--- Dataset records Enclosed Below ---
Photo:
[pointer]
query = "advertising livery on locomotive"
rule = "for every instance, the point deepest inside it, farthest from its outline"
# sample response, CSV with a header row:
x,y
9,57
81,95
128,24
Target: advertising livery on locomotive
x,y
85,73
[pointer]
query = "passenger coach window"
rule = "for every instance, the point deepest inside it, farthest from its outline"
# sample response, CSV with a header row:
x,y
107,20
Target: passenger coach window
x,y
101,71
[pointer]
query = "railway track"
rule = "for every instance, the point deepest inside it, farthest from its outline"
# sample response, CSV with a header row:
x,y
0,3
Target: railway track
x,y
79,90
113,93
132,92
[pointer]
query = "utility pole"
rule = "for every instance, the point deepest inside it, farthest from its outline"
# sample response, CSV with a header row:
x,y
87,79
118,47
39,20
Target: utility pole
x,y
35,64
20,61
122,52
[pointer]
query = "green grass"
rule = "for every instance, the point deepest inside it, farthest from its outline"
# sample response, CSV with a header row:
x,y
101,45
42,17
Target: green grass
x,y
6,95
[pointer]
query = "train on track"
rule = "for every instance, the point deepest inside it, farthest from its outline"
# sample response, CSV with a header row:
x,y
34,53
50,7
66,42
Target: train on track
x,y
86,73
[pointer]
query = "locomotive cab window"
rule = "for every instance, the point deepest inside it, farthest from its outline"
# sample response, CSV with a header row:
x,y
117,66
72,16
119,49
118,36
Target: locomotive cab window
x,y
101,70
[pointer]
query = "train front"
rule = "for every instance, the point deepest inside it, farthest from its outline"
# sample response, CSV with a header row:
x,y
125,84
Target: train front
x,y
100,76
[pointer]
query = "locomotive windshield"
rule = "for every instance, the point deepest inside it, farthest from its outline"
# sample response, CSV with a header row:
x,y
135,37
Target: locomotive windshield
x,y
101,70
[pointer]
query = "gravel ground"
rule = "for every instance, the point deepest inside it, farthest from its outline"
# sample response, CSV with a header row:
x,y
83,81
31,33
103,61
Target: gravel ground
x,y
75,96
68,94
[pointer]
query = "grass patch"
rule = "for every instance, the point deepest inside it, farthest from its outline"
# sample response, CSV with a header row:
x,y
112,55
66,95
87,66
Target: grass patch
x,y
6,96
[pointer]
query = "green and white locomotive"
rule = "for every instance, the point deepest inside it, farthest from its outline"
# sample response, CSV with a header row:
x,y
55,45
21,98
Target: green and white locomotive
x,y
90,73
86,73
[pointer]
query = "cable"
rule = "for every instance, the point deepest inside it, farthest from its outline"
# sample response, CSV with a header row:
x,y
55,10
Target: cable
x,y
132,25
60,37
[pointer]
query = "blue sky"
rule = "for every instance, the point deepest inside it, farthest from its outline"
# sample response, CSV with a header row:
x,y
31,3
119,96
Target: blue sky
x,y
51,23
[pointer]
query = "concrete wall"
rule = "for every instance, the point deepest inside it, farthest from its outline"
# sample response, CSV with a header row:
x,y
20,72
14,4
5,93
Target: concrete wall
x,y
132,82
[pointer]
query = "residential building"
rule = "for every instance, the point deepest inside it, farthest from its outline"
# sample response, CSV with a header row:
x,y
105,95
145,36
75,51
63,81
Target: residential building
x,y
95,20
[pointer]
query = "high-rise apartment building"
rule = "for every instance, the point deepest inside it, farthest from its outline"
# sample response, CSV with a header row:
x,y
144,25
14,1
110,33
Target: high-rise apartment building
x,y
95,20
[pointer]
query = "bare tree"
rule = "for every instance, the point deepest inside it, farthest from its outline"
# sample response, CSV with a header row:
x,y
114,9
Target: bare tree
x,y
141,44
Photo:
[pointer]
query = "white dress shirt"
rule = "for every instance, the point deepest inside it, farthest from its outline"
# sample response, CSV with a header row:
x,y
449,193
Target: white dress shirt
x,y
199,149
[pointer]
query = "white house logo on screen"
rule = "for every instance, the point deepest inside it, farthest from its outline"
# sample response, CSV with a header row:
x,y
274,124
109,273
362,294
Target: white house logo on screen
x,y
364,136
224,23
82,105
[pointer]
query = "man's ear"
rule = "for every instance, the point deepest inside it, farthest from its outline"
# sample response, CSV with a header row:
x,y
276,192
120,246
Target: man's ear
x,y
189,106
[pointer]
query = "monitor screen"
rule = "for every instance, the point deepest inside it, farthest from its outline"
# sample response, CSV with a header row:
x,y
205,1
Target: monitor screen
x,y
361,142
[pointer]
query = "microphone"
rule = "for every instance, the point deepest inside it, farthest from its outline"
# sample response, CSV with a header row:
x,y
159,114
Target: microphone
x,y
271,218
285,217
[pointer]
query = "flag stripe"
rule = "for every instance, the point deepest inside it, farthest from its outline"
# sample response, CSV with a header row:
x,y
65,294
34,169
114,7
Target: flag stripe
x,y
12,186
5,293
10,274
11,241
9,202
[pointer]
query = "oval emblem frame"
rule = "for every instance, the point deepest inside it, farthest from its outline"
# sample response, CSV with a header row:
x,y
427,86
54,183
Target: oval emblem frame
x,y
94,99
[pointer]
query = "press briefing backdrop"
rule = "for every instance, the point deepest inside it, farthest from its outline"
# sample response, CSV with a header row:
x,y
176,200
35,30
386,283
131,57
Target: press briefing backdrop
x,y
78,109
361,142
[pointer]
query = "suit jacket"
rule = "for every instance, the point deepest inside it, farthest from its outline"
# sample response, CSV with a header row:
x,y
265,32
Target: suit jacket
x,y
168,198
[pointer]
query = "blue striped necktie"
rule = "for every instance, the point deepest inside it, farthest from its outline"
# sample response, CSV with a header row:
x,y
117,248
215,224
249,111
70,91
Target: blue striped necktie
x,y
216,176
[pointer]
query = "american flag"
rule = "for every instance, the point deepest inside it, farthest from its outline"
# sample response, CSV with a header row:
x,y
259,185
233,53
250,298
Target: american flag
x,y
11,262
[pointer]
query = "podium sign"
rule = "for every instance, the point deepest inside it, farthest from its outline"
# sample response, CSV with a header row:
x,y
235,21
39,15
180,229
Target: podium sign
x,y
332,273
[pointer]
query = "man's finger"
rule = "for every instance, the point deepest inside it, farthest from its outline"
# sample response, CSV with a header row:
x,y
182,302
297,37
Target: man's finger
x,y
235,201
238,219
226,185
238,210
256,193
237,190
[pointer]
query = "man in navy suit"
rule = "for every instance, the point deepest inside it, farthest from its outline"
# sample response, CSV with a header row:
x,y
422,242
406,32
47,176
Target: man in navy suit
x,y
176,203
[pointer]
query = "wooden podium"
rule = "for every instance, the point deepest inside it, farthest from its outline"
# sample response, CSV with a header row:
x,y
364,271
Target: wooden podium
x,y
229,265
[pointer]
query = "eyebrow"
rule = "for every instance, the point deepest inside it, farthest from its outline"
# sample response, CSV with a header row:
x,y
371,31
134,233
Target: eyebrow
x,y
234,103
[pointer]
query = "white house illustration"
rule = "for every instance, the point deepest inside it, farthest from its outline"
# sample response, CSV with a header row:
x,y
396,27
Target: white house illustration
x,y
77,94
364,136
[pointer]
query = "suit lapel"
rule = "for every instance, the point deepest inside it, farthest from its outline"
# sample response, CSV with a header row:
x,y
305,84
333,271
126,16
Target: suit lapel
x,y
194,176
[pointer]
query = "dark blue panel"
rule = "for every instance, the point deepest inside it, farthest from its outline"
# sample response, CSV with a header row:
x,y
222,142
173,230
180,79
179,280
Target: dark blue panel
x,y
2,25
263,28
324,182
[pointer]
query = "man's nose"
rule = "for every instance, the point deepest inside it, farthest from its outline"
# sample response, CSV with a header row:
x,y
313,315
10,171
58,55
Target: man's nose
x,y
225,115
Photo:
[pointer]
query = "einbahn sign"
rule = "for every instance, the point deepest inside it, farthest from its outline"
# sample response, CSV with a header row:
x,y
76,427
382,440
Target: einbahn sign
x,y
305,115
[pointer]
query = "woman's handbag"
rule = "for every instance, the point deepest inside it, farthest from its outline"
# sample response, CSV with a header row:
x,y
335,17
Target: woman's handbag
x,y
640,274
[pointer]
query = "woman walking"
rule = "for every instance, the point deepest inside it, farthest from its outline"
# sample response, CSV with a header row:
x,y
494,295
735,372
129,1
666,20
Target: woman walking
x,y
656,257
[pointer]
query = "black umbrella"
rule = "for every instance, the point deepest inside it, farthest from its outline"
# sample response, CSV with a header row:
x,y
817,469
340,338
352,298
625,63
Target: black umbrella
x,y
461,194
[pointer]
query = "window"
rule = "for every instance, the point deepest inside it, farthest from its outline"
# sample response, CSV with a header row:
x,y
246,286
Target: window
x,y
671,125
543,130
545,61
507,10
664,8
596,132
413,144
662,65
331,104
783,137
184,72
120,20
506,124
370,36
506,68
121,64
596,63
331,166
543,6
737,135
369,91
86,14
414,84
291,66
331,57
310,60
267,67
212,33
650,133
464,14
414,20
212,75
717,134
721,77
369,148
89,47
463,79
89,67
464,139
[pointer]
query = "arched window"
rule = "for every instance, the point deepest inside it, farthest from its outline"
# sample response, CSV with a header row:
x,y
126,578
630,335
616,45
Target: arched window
--- End of Enclosed Dataset records ---
Which lines of the material contain "arched"? List them.

query = "arched window"
Target: arched window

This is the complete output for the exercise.